(Records from a data collection)
↓
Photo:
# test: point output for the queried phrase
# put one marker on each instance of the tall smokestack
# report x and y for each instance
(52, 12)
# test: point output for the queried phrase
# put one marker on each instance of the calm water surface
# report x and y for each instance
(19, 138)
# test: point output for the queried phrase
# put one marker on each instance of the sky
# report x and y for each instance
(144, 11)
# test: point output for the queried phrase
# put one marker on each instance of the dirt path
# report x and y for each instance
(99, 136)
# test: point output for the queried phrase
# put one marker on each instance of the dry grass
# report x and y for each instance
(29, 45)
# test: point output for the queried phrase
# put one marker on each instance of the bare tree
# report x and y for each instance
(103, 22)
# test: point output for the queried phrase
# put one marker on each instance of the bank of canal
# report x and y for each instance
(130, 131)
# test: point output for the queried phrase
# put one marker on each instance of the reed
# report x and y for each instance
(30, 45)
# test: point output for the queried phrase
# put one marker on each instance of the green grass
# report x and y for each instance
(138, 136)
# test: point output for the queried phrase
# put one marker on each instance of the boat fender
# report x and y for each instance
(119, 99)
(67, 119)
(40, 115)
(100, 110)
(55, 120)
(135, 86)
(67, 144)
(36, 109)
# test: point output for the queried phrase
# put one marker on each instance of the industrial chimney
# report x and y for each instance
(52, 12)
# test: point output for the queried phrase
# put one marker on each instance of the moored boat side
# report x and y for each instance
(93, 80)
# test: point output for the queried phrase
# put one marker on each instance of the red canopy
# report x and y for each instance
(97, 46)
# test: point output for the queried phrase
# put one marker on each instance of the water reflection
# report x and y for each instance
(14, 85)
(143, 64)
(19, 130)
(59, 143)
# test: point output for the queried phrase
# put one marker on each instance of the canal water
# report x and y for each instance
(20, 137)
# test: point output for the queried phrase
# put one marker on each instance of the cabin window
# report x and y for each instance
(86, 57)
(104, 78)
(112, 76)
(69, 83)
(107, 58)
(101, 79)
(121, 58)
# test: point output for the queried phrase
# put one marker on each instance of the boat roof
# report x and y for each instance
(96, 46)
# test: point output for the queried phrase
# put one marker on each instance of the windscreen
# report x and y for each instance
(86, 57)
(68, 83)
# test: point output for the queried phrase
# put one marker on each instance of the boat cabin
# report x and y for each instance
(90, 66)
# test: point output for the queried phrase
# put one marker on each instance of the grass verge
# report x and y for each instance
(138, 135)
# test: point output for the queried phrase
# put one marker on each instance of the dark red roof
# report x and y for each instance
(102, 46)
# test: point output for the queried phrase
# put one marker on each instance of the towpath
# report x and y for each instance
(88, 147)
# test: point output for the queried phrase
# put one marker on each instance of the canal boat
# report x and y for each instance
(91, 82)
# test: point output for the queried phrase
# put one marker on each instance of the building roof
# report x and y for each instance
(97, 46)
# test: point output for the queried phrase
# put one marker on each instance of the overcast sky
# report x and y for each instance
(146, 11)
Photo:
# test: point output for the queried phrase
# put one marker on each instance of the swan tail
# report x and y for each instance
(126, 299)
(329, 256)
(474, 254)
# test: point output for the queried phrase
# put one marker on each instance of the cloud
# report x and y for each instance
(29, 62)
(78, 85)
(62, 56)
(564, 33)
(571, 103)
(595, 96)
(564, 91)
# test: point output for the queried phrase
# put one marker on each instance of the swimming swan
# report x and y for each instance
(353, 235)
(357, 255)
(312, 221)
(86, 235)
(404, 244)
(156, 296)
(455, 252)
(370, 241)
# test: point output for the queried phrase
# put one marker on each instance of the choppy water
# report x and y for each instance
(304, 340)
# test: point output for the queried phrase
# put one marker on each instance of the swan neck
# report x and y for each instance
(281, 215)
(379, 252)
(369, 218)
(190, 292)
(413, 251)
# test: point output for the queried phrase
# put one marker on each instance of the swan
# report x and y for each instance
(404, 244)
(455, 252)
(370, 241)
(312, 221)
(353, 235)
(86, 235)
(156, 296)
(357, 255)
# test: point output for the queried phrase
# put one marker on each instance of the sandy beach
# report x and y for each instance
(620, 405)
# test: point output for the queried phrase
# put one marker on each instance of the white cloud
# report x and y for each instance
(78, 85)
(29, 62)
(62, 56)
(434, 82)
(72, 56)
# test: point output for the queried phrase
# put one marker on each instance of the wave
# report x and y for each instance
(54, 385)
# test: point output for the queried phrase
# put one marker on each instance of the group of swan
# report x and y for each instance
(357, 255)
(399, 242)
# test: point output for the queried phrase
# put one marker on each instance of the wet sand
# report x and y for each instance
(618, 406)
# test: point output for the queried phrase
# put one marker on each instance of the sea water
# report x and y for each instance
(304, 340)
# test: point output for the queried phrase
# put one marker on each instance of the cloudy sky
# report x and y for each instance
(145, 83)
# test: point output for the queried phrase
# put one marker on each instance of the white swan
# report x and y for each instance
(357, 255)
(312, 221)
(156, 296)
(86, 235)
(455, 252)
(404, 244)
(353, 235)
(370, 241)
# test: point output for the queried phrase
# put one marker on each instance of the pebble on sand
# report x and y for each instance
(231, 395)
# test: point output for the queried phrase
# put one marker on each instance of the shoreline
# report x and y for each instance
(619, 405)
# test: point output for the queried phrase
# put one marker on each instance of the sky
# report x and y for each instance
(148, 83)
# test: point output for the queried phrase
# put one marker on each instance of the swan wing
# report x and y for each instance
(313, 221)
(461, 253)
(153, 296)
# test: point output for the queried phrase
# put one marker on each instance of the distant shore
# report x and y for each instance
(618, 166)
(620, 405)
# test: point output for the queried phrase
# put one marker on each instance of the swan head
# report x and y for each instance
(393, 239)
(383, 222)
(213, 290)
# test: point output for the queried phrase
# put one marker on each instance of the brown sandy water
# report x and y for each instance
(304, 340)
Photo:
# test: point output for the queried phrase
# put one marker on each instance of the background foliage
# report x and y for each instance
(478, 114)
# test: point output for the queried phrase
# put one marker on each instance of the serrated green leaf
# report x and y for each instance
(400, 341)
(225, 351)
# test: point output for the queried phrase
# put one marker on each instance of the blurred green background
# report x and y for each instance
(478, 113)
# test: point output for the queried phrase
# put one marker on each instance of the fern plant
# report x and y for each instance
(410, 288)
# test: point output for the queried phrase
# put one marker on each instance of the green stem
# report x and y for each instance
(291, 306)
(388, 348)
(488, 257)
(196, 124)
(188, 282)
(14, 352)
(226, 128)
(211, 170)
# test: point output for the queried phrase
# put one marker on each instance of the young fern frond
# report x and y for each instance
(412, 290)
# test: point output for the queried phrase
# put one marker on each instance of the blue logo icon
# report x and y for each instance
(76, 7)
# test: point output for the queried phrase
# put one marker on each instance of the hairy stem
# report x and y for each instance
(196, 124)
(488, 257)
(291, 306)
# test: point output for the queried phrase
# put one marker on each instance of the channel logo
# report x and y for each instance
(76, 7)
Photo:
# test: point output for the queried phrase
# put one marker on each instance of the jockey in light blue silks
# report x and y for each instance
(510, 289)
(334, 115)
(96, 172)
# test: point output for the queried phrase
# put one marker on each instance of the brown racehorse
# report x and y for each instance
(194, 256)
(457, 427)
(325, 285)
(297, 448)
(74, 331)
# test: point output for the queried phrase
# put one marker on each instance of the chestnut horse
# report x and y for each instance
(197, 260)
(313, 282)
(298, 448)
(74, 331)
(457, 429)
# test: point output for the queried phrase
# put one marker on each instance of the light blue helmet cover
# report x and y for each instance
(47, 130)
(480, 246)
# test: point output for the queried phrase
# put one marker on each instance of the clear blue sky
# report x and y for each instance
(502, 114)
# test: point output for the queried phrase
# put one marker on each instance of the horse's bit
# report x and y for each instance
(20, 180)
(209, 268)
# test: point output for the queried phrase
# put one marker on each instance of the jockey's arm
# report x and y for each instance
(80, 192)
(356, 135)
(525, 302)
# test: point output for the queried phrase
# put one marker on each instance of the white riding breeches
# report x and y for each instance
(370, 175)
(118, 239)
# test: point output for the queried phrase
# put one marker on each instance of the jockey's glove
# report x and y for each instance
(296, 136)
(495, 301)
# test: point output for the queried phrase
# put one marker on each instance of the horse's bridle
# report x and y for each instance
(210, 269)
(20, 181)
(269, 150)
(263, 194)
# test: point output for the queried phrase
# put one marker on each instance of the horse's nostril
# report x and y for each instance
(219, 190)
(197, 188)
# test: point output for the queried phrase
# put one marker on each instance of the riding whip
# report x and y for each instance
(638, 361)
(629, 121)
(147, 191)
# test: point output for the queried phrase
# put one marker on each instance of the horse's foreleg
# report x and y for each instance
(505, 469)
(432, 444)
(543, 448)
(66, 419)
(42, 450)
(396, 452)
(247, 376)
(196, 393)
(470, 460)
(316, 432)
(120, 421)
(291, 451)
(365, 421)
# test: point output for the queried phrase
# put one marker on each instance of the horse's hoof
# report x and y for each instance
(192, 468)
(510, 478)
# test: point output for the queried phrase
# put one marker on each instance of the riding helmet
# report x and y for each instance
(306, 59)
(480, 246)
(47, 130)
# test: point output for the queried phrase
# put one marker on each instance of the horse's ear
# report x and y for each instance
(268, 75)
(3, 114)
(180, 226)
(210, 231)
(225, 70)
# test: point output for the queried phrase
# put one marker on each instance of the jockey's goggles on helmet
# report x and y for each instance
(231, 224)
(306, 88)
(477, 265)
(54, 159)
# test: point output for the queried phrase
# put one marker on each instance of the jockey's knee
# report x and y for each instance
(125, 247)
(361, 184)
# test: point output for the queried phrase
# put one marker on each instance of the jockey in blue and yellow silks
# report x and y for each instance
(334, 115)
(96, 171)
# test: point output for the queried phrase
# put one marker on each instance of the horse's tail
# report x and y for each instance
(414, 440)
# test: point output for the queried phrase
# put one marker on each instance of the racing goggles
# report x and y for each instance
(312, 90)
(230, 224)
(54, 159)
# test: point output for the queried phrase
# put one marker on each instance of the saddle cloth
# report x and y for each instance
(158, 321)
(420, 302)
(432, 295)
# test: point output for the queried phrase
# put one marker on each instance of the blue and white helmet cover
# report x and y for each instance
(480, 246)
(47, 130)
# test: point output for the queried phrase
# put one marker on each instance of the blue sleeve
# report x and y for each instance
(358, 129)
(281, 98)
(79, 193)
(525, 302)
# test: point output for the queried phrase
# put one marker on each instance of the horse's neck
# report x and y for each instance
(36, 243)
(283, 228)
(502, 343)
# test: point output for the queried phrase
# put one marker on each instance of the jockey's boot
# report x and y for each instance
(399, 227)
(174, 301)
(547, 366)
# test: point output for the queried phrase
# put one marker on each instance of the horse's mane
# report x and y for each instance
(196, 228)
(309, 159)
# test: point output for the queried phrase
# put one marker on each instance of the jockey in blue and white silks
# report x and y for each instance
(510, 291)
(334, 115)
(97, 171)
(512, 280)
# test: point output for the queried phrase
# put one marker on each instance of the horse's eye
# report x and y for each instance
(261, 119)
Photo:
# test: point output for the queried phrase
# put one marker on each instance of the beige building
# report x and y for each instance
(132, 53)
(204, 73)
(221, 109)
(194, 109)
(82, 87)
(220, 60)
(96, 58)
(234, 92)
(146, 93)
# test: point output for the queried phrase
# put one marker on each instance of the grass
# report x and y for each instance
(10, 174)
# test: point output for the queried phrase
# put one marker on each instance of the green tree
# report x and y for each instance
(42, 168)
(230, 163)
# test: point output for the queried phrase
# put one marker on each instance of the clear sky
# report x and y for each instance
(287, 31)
↑
Return each line from the rows above that contains the word "cover", copying every such line in full.

### Exercise solution
# put one marker on each instance of the light blue helmet cover
# put one marker on each instance of the blue and white helmet cover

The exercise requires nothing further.